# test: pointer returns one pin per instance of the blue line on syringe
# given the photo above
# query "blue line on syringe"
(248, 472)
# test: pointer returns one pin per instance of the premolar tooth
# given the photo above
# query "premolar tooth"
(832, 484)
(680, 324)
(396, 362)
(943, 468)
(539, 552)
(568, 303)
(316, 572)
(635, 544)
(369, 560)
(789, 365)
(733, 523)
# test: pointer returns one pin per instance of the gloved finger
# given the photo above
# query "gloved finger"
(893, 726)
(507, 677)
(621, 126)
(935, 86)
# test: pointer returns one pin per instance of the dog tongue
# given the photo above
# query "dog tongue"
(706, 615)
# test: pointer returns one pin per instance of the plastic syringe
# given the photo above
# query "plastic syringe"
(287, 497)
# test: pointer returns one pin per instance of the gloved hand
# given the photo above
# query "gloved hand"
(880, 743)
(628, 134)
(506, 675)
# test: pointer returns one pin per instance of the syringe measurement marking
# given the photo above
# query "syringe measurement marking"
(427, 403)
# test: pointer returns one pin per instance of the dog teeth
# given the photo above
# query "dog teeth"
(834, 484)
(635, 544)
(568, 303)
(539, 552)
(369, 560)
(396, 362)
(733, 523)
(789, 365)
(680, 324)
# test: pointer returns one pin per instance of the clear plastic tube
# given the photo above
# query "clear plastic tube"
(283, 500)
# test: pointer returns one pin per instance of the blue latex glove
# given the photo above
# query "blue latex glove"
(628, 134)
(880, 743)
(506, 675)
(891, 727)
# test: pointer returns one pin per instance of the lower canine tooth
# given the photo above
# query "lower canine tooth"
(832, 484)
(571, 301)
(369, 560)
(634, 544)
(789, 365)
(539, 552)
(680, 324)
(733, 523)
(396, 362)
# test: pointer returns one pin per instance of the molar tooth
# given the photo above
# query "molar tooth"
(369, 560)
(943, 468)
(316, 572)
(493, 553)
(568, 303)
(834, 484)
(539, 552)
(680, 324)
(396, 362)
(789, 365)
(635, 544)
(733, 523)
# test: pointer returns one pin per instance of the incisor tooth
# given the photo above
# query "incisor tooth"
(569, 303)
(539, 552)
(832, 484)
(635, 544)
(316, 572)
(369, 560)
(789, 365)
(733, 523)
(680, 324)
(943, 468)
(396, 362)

★ ★ ★ ★

» **WHAT THE EXERCISE ASKS**
Repeat the records above exactly.

» **OUTPUT FOR THIS TASK**
# test: pointer returns one pin per instance of the blue line on syringe
# given the photo above
# query "blue line on syringe"
(248, 472)
# test: pointer returns one pin per instance of the premolar tooth
# given the photo above
# query "premolar tooth"
(832, 484)
(680, 324)
(396, 362)
(943, 468)
(539, 552)
(568, 303)
(316, 572)
(635, 544)
(369, 560)
(789, 365)
(733, 523)
# test: pointer returns one pin per instance of the gloved finger
# given the photo above
# query "gloved finger"
(893, 726)
(507, 677)
(621, 126)
(935, 86)
# test: pointer returns one pin per instance of the dog tongue
# given the photo above
# query "dog tongue"
(706, 615)
# test: pointer returns one pin per instance of the plastic syringe
# given the photo above
# query "plastic syringe"
(287, 497)
# test: pointer returns one pin per instance of the gloved hand
# given the photo above
# query "gloved hand"
(880, 743)
(628, 134)
(506, 675)
# test: pointer returns one pin per instance of the syringe measurement marking
# given the photo above
# query "syringe measurement marking"
(427, 403)
# test: pointer returns one pin per instance of the dog teeth
# given the photo above
# query "dog teeth"
(834, 484)
(635, 544)
(568, 303)
(539, 552)
(369, 560)
(396, 362)
(733, 523)
(789, 365)
(680, 324)
# test: pointer returns one pin per instance of the clear plastic tube
# given the photo above
# query "clear plastic tube"
(283, 500)
# test: pointer returns one pin per instance of the blue latex glove
# given the photo above
# query "blue latex glove"
(628, 134)
(880, 743)
(506, 675)
(891, 727)
# test: pointer returns one pin per instance of the lower canine tooth
# given the photo above
# query "lower canine tooth"
(832, 484)
(571, 301)
(369, 560)
(634, 544)
(789, 365)
(539, 552)
(680, 324)
(733, 523)
(396, 362)
# test: pointer returns one pin per instance of the molar tooth
# given the photo above
# query "molar tooth"
(369, 560)
(943, 468)
(316, 572)
(493, 553)
(568, 303)
(834, 484)
(539, 552)
(680, 324)
(396, 362)
(789, 365)
(635, 544)
(733, 523)
# test: pointer returns one pin per instance of the incisor tooth
# given the photo above
# query "incisor tooth"
(569, 303)
(539, 552)
(832, 484)
(635, 544)
(316, 572)
(369, 560)
(789, 365)
(733, 523)
(680, 324)
(943, 468)
(396, 362)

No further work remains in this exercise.